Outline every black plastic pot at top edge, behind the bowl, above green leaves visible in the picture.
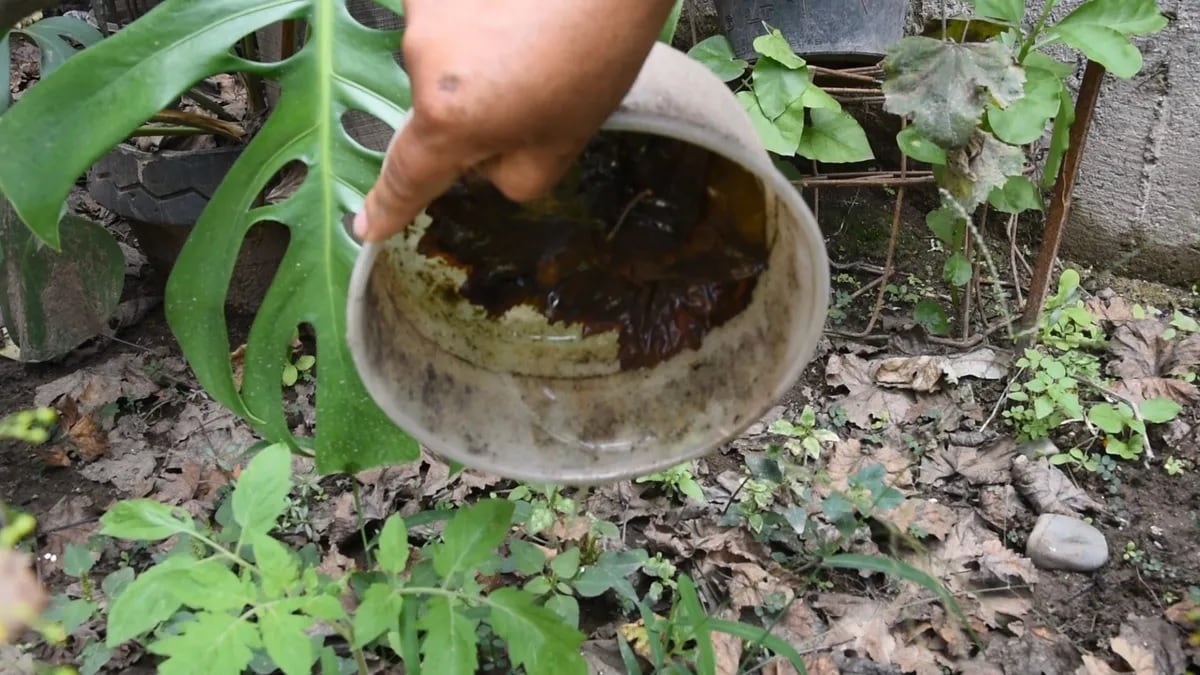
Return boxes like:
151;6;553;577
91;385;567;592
716;0;910;64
====
Problem details
Verbatim copy with pictures excluded: write out the records above in full.

Written solution
Outline every black plastic pot at top edge, behind the bowl, above green leaves visible in the picture.
Return boxes like:
151;6;553;577
91;385;567;592
716;0;910;64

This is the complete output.